-- begin Source --
Smartass. You know it's complicated. It will work out in different ways depending on different specifics. However, the differential between the 8 drive solution I suggested and the 90 drive shelf is only about a factor of 11x more IOPS. An 8xHDD chassis on eBay is only $200 and 8x 14TB shuckables might only bring that to around $2500, so adding 256GB RAM and 1TB L2ARC can probably net you ~100TB of raw storage for about $3000-$3500 done my way. The read IOPS of stuff coming out of L2ARC or ARC will blow away the mere 11x multiplier of the 90 drive shelf.

The 90 drive shelf, on the other hand, is $7,500 -- by itself -- with no server -- with no drives -- and even if you go for the cheapest $200 server, how much is 90 1TB drives going to cost? Even at just $20/drive that works out to $1800 for drives. The cost per TB of the raw storage on the shucked drives is a dominating factor.
-- end Source --
> Exercise brief: Please go on with the post comparing an 8-drive server to a 90-drive shelf, picking up after its last sentence.
-- begin Material shown --
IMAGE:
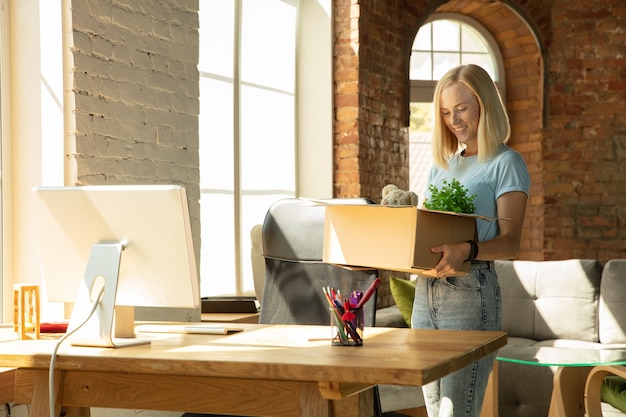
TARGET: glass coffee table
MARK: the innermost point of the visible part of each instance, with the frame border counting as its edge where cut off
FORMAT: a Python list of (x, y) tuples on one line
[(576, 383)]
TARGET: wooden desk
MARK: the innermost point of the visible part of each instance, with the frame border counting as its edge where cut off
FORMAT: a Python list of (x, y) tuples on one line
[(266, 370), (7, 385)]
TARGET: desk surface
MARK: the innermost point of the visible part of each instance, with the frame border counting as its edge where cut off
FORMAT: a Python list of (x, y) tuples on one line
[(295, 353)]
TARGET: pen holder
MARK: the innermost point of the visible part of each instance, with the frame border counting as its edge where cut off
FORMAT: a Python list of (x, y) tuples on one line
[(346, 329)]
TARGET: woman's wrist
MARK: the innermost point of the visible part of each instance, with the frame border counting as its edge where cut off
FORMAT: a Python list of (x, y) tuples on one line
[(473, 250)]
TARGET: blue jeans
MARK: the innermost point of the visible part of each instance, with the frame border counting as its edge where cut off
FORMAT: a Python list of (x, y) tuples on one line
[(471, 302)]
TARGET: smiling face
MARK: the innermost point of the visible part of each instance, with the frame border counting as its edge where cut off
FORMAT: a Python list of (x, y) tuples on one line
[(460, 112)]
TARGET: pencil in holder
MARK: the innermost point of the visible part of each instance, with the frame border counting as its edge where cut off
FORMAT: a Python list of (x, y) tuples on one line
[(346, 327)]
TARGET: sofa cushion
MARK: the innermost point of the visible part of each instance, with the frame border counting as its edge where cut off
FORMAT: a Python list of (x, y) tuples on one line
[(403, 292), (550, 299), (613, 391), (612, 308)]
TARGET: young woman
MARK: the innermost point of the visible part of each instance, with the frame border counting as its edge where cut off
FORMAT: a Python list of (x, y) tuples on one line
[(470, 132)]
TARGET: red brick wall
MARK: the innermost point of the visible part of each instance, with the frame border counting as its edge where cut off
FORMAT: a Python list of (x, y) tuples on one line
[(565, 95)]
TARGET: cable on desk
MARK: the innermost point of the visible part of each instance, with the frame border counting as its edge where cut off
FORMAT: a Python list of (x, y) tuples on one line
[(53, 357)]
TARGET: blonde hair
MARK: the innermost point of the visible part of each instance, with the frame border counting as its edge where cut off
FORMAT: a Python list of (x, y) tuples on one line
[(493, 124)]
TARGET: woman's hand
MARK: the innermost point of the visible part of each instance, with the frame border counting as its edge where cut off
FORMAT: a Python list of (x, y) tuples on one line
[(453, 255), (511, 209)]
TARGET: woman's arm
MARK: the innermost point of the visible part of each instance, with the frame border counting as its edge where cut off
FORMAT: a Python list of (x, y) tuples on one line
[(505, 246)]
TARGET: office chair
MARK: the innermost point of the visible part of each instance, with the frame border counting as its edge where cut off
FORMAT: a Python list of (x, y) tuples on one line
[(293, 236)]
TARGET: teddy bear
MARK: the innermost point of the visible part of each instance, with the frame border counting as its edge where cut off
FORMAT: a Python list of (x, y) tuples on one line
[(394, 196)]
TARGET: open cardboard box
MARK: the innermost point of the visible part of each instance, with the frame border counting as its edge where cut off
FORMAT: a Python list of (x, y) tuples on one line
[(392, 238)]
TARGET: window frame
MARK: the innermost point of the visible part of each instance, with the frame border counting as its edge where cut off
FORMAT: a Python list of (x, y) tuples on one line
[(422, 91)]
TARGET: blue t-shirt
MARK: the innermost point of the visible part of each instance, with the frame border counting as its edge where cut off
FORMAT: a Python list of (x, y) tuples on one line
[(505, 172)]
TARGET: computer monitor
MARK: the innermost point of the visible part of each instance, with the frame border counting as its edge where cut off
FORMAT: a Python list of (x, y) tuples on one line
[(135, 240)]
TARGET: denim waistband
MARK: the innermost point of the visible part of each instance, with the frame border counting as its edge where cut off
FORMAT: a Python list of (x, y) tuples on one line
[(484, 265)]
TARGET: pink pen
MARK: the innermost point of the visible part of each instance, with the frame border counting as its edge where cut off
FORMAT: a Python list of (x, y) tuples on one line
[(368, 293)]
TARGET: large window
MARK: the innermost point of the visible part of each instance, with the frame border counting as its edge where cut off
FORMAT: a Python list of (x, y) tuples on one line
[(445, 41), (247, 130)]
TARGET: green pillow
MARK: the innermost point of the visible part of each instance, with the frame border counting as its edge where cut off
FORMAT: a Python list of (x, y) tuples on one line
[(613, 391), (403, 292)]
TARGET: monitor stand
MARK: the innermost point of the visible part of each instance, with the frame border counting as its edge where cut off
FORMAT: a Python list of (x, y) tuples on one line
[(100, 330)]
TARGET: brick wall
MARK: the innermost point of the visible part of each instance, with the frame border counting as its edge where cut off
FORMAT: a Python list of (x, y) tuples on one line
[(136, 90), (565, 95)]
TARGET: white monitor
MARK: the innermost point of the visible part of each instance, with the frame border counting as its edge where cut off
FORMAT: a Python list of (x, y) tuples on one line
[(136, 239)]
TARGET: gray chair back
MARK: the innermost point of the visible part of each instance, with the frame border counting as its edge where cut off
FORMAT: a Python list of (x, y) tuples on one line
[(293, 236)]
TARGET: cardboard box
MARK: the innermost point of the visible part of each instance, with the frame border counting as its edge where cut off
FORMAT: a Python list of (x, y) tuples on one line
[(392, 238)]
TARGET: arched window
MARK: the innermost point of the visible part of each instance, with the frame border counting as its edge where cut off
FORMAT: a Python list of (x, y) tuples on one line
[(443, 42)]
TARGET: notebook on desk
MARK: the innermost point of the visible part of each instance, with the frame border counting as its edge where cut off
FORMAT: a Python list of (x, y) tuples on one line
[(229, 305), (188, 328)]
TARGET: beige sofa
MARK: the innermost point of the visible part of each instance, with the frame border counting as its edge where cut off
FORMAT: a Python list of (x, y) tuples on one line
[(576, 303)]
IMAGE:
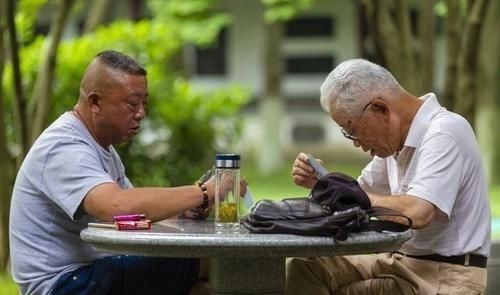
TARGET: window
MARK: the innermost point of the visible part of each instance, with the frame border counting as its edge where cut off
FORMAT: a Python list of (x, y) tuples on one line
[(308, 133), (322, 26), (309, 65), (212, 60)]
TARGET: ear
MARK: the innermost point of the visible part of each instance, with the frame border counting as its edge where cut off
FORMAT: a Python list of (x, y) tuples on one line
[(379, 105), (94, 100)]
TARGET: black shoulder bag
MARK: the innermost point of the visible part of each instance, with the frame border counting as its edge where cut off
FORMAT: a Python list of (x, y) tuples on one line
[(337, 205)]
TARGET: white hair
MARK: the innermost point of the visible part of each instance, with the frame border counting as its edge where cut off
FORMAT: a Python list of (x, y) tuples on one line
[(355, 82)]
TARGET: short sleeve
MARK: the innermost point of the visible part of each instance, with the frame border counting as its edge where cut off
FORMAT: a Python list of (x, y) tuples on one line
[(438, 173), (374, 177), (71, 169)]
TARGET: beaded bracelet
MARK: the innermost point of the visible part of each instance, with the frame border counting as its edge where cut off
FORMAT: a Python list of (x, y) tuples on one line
-- end Material shown --
> The reply:
And that's the other thing. If you quadruple the amount of free space on a pool, for write speeds, that has a huge improvement on write speeds. So you can maybe get 4x1TB HDD = 800 IOPS (generous) read/write IOPS or a 1x12TB HDD with 150 IOPS, but for the same amount of space used (let's say 3TB), the 12TB drive will only be at 1/4th capacity, while the 4x1TB will be at about 75% capacity. So then we consider what the steady state throughput's likely to look like.

delphix-steady-state.png


But we have to allow for the fact that the 4x1TB's have about 3-4x the IOPS capacity. From my reading of "the graph" this suggests that the 4 drives may offer about the same write IOPS (750 KB/sec * 4 ~= 3000 KB/sec) as the 12TB (2500 KB/sec * 1). This of course assumes a model where you probably have more than the 8x14TB HDD's I was talking about, but the point is that you can probably still do this a lot more cheaply than the brute force "craptons of drives to get an order of magnitude more IOPS" methodology.

The other thing is that the only way to get $20 1TB drives is probably on the used market, while shuckables will be new drives.

So I don't know which kind of sarcastic you were being, but I see ways to squeeze value.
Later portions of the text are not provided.